Count how many lines in the data below contain the string "dijual". Reply with the number alone.

(LISTED RECORDS)
########################################
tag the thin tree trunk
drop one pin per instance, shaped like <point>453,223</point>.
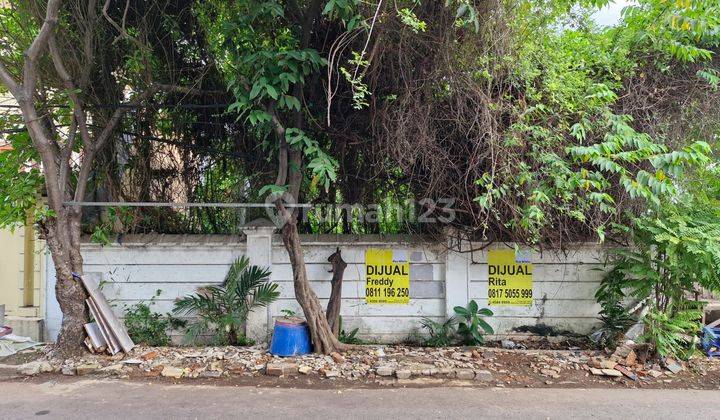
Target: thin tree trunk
<point>322,337</point>
<point>333,310</point>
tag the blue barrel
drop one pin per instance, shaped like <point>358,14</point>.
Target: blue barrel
<point>291,337</point>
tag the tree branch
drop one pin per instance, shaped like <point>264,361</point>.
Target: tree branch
<point>33,52</point>
<point>7,79</point>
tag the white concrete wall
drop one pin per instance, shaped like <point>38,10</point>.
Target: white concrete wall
<point>564,283</point>
<point>380,322</point>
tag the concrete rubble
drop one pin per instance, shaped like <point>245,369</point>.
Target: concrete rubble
<point>404,364</point>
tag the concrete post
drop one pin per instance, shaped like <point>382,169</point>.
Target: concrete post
<point>259,251</point>
<point>457,282</point>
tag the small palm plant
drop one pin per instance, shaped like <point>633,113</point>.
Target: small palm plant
<point>222,310</point>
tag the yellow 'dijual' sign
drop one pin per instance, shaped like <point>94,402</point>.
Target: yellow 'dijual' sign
<point>387,279</point>
<point>509,278</point>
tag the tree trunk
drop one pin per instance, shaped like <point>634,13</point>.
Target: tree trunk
<point>333,310</point>
<point>322,337</point>
<point>62,235</point>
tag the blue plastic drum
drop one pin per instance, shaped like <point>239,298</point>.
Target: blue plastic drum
<point>290,338</point>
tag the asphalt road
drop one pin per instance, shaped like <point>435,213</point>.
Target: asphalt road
<point>102,399</point>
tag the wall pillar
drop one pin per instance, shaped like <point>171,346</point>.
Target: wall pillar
<point>259,251</point>
<point>457,282</point>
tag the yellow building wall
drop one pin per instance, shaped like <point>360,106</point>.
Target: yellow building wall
<point>12,258</point>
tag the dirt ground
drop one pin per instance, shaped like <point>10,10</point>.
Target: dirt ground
<point>508,368</point>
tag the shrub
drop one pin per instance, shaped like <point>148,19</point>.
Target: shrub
<point>221,311</point>
<point>348,337</point>
<point>471,326</point>
<point>147,327</point>
<point>439,334</point>
<point>674,250</point>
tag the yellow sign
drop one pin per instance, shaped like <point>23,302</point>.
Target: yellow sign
<point>387,279</point>
<point>509,278</point>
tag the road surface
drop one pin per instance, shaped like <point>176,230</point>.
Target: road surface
<point>105,399</point>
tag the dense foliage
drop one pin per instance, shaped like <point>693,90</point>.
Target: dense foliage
<point>674,255</point>
<point>145,326</point>
<point>537,124</point>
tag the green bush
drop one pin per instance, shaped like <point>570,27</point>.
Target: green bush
<point>673,251</point>
<point>348,337</point>
<point>440,334</point>
<point>221,311</point>
<point>147,327</point>
<point>472,327</point>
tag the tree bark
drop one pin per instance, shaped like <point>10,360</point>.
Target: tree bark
<point>323,339</point>
<point>333,310</point>
<point>62,235</point>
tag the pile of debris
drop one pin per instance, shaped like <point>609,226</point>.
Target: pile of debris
<point>631,361</point>
<point>106,333</point>
<point>389,365</point>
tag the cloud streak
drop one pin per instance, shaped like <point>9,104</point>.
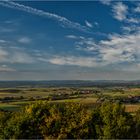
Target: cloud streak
<point>62,20</point>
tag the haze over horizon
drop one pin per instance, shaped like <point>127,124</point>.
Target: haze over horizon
<point>68,40</point>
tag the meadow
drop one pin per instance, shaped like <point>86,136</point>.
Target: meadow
<point>13,99</point>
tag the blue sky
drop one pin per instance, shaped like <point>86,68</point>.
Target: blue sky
<point>68,40</point>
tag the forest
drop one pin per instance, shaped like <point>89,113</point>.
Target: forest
<point>44,120</point>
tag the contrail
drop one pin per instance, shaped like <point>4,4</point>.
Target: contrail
<point>62,20</point>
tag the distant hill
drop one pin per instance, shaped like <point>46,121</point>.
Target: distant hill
<point>71,83</point>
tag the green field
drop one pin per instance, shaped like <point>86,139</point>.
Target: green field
<point>13,99</point>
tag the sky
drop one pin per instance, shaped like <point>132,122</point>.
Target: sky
<point>69,40</point>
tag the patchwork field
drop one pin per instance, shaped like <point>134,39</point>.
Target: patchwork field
<point>13,99</point>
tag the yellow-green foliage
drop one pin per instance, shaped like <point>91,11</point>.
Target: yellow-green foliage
<point>42,120</point>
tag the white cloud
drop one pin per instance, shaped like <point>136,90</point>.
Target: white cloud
<point>62,20</point>
<point>74,60</point>
<point>88,24</point>
<point>72,37</point>
<point>24,40</point>
<point>105,2</point>
<point>15,55</point>
<point>5,68</point>
<point>120,11</point>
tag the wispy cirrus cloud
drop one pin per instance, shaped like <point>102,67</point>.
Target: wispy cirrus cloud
<point>5,68</point>
<point>62,20</point>
<point>88,24</point>
<point>24,40</point>
<point>120,11</point>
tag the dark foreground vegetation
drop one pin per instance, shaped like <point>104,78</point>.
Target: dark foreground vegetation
<point>43,120</point>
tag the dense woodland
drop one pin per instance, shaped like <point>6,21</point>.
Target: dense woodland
<point>42,120</point>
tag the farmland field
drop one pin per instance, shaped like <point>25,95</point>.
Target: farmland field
<point>13,99</point>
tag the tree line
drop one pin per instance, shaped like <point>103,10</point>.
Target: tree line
<point>42,120</point>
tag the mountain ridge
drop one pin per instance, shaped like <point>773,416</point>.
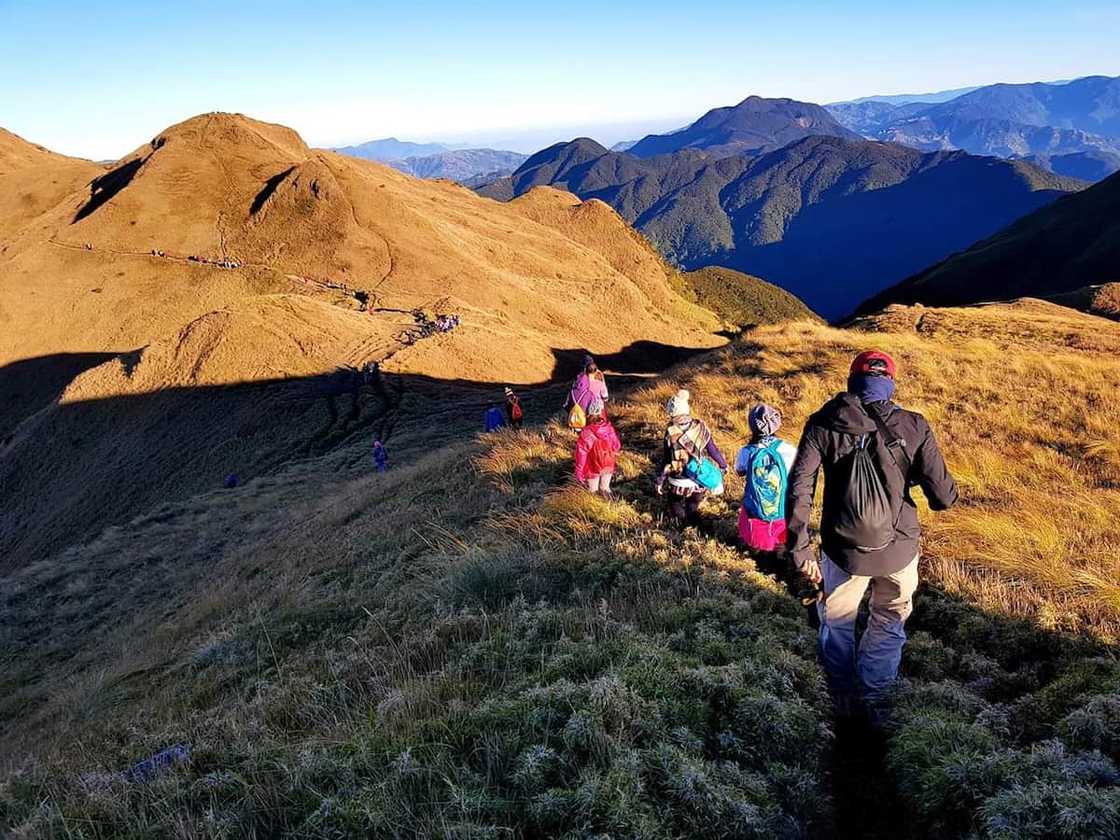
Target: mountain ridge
<point>1045,121</point>
<point>804,215</point>
<point>1058,249</point>
<point>755,124</point>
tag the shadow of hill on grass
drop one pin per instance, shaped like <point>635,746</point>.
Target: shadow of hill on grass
<point>82,466</point>
<point>29,384</point>
<point>473,623</point>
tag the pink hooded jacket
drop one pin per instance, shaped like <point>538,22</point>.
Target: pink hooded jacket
<point>590,463</point>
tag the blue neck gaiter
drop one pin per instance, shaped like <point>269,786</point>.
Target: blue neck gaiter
<point>870,389</point>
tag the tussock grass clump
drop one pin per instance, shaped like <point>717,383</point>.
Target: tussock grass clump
<point>1004,730</point>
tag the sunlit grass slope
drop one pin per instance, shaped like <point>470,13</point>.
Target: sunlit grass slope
<point>470,646</point>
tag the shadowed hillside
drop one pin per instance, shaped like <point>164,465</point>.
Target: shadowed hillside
<point>1061,248</point>
<point>830,220</point>
<point>739,299</point>
<point>754,126</point>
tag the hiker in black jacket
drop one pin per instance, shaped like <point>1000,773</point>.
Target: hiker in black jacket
<point>869,530</point>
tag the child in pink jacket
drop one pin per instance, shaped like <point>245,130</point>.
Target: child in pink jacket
<point>595,450</point>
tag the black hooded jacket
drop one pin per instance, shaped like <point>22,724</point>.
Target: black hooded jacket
<point>830,437</point>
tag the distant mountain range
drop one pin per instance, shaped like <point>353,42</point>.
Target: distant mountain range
<point>1061,248</point>
<point>830,218</point>
<point>754,126</point>
<point>1072,128</point>
<point>390,149</point>
<point>467,166</point>
<point>436,160</point>
<point>902,99</point>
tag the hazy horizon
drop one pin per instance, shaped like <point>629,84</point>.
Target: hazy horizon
<point>96,83</point>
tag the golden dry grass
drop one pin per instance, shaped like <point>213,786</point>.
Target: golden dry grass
<point>1023,400</point>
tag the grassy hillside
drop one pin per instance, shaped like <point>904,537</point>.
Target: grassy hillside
<point>739,299</point>
<point>469,646</point>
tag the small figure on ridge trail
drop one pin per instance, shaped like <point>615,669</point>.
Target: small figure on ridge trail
<point>494,419</point>
<point>691,464</point>
<point>595,451</point>
<point>873,451</point>
<point>514,413</point>
<point>380,456</point>
<point>588,385</point>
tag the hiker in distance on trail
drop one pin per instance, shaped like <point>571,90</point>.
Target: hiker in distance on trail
<point>380,456</point>
<point>873,451</point>
<point>514,414</point>
<point>691,464</point>
<point>589,384</point>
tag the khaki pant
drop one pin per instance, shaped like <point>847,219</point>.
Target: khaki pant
<point>868,670</point>
<point>600,483</point>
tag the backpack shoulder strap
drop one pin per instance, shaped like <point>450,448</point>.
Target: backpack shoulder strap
<point>894,444</point>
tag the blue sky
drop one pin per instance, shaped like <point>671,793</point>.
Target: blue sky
<point>98,80</point>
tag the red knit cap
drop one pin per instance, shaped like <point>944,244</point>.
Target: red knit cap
<point>876,362</point>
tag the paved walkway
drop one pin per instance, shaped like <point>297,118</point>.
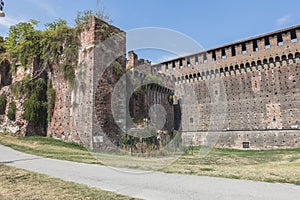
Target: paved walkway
<point>150,185</point>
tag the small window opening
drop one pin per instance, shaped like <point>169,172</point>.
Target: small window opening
<point>244,49</point>
<point>214,56</point>
<point>196,60</point>
<point>233,53</point>
<point>246,145</point>
<point>188,62</point>
<point>267,43</point>
<point>294,36</point>
<point>279,40</point>
<point>191,120</point>
<point>180,64</point>
<point>223,54</point>
<point>205,58</point>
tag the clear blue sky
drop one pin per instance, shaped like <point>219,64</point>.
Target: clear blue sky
<point>210,23</point>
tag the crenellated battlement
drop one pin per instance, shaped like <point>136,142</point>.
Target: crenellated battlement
<point>273,49</point>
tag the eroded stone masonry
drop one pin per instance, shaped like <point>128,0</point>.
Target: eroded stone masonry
<point>243,94</point>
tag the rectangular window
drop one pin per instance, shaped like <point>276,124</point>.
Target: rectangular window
<point>180,64</point>
<point>244,49</point>
<point>294,36</point>
<point>204,58</point>
<point>214,58</point>
<point>223,54</point>
<point>188,62</point>
<point>267,43</point>
<point>196,60</point>
<point>233,53</point>
<point>246,145</point>
<point>279,40</point>
<point>191,120</point>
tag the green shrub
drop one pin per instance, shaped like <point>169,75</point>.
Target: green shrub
<point>3,102</point>
<point>11,114</point>
<point>35,107</point>
<point>51,94</point>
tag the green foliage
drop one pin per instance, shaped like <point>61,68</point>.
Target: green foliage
<point>11,114</point>
<point>83,17</point>
<point>35,107</point>
<point>51,94</point>
<point>2,48</point>
<point>53,26</point>
<point>170,99</point>
<point>3,102</point>
<point>151,79</point>
<point>117,67</point>
<point>22,42</point>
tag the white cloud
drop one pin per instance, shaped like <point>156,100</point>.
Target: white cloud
<point>7,21</point>
<point>283,20</point>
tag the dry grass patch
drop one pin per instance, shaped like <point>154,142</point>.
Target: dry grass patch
<point>20,184</point>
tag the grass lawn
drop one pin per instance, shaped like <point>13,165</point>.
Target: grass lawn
<point>280,165</point>
<point>49,147</point>
<point>21,184</point>
<point>260,165</point>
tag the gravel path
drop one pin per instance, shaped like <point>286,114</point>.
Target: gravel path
<point>150,185</point>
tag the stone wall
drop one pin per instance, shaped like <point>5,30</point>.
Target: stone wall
<point>250,87</point>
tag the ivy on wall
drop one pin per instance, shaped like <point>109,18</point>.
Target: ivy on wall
<point>3,102</point>
<point>11,114</point>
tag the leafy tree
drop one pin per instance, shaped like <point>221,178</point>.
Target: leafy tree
<point>3,102</point>
<point>35,107</point>
<point>83,17</point>
<point>11,114</point>
<point>53,26</point>
<point>22,42</point>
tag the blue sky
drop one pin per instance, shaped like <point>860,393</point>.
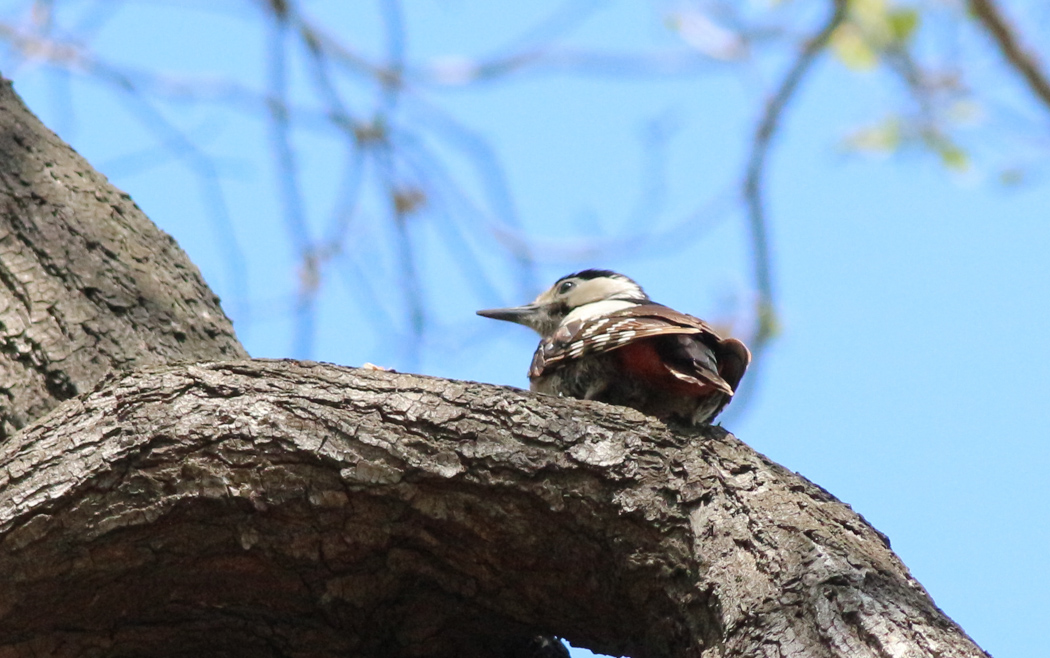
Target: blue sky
<point>910,375</point>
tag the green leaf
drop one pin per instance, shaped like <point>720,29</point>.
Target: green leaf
<point>903,23</point>
<point>849,45</point>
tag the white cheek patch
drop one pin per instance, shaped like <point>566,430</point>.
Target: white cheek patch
<point>597,309</point>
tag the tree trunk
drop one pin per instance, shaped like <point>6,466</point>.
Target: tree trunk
<point>87,282</point>
<point>263,508</point>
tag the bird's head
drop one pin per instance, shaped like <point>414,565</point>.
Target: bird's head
<point>586,294</point>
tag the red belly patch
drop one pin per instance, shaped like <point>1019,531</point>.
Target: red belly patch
<point>641,360</point>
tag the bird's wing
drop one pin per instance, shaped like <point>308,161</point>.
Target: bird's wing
<point>696,356</point>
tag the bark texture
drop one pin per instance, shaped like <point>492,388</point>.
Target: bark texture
<point>87,283</point>
<point>295,509</point>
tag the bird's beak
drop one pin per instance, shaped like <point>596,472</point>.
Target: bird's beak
<point>520,315</point>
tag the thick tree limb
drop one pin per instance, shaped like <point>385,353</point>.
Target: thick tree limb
<point>280,508</point>
<point>87,283</point>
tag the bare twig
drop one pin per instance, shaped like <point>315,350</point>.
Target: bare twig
<point>753,191</point>
<point>1022,59</point>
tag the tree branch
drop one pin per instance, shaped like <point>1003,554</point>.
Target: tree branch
<point>87,283</point>
<point>1022,59</point>
<point>271,508</point>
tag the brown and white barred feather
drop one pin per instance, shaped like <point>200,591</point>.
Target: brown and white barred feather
<point>649,357</point>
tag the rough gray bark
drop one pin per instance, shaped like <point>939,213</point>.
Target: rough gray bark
<point>87,283</point>
<point>245,508</point>
<point>279,508</point>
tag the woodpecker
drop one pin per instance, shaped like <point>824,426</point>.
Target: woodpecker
<point>603,338</point>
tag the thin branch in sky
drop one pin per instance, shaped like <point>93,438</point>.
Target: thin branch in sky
<point>288,184</point>
<point>755,170</point>
<point>1022,59</point>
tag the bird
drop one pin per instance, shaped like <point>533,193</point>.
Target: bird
<point>602,338</point>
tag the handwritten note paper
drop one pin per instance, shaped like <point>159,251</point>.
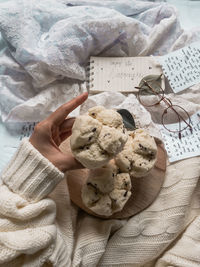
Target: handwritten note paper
<point>189,144</point>
<point>120,74</point>
<point>182,67</point>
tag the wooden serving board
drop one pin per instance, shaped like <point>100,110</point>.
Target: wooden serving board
<point>144,189</point>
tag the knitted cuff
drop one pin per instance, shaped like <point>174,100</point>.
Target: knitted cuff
<point>29,174</point>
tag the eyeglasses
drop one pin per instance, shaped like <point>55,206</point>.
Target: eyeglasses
<point>148,96</point>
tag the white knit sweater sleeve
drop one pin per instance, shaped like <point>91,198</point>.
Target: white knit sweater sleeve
<point>27,216</point>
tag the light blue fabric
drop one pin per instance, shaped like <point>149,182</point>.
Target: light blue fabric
<point>47,44</point>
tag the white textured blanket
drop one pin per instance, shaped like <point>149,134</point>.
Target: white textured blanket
<point>46,45</point>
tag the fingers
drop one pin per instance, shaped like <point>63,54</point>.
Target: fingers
<point>61,113</point>
<point>66,125</point>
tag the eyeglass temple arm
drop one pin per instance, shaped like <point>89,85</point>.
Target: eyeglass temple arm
<point>170,105</point>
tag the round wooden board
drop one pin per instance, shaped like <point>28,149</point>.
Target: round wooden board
<point>144,190</point>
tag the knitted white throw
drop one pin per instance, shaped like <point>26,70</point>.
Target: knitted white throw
<point>36,230</point>
<point>30,235</point>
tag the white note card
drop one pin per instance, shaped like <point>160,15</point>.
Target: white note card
<point>182,67</point>
<point>189,144</point>
<point>121,74</point>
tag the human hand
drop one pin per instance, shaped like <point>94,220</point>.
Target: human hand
<point>51,132</point>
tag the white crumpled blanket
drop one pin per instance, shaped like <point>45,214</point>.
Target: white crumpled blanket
<point>45,48</point>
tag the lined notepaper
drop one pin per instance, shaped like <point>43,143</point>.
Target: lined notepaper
<point>182,67</point>
<point>120,74</point>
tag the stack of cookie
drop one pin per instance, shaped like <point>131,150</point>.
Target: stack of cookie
<point>113,155</point>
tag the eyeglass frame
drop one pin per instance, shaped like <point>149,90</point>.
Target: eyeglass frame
<point>168,102</point>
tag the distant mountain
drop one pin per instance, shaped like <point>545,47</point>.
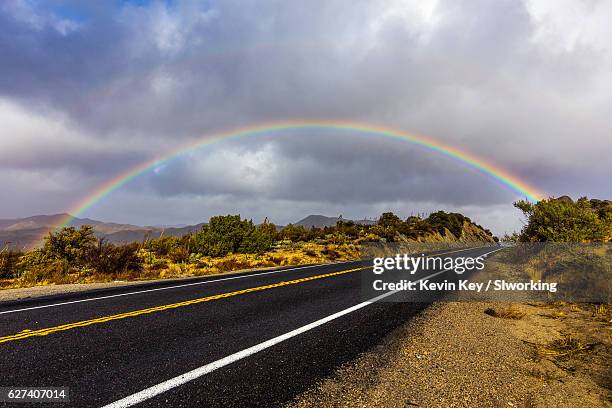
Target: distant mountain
<point>27,232</point>
<point>321,221</point>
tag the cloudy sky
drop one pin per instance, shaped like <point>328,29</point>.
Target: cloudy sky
<point>90,89</point>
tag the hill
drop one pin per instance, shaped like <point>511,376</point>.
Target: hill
<point>19,233</point>
<point>320,221</point>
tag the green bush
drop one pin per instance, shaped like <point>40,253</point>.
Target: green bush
<point>69,244</point>
<point>231,234</point>
<point>564,220</point>
<point>110,259</point>
<point>9,264</point>
<point>451,221</point>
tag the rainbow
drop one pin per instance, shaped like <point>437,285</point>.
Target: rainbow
<point>497,173</point>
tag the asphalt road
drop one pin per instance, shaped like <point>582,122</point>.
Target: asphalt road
<point>253,339</point>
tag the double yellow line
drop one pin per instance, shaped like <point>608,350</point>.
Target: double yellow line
<point>43,332</point>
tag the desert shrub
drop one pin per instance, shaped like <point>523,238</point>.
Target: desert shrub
<point>69,244</point>
<point>179,253</point>
<point>39,271</point>
<point>565,220</point>
<point>451,221</point>
<point>9,264</point>
<point>110,259</point>
<point>231,234</point>
<point>294,233</point>
<point>268,229</point>
<point>162,246</point>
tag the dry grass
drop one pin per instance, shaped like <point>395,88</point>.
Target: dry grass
<point>161,268</point>
<point>565,347</point>
<point>510,312</point>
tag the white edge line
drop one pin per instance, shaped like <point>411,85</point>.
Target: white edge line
<point>170,287</point>
<point>181,286</point>
<point>167,385</point>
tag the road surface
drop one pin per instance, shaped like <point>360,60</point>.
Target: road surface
<point>252,339</point>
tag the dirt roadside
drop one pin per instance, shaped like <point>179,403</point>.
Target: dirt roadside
<point>482,354</point>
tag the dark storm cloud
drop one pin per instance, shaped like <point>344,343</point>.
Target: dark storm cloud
<point>130,81</point>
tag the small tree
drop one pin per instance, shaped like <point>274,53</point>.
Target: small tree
<point>226,234</point>
<point>563,220</point>
<point>69,244</point>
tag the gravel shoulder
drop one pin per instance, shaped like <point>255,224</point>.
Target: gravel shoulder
<point>456,355</point>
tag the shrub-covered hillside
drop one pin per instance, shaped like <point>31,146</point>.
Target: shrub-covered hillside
<point>565,220</point>
<point>224,243</point>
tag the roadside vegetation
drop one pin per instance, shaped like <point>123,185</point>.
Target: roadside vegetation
<point>225,243</point>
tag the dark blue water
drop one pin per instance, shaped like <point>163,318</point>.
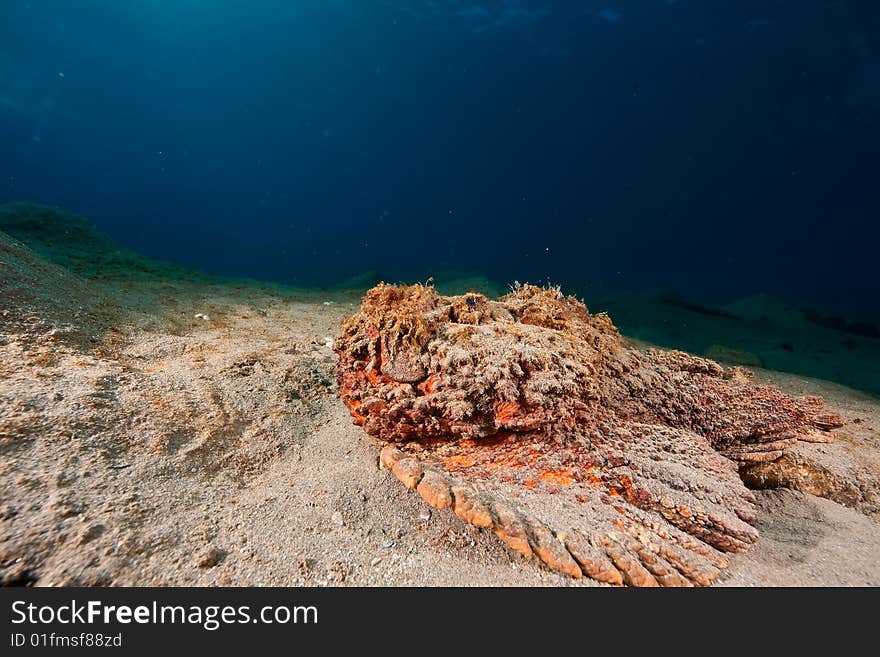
########################################
(THE RESPONSE) 2